● Excerpt to read
__________

ATTENTION Philly Property Owners – Beware the Use & Occupancy Tax

Posted on Thu, Nov 15, 2018 ©2021 Drucker & Scaccetti

Irina EricBy: Irina Moyseyenko, CPA, MT


If you own a Philadelphia property, which is used for business purposes, you are subject to the Philadelphia Use & Occupancy Tax (“U&O Tax”).  This tax is charged to the owner of the property and is 1.21% of the assessed value of the property. Surprised? Read on for more information, including exemptions and the process for appeals.


The U&O Tax is in addition to the City’s real estate, net income and gross receipts taxes you may already pay. However, it is only for properties used for business purposes.  The U&O Tax is based on the assessed value of your property, not its income.  The value is determined by the Philadelphia Office of Property Assessment, but you can appeal the value through the Board of Revision of Taxes.  Through an appeal, you may receive a reduction in assessed value of up to $165,300, which translates to a maximum reduction of $2,000 in tax per year.  A U&O Tax return is due on the 25th of each month.

__________

● Collected material
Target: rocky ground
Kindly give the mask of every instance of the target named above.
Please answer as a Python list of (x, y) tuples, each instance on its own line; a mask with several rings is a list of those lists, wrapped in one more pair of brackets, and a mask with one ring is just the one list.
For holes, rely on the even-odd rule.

__________

● Aim of the task
Answer these questions from the article above on the Philadelphia Use & Occupancy Tax:
1. What percentage of a property's assessed value is charged as the tax?
2. Which office determines the property's value?
3. On which day of each month is a return due?

● Response to the task
1. 1.21%
2. The Philadelphia Office of Property Assessment
3. The 25th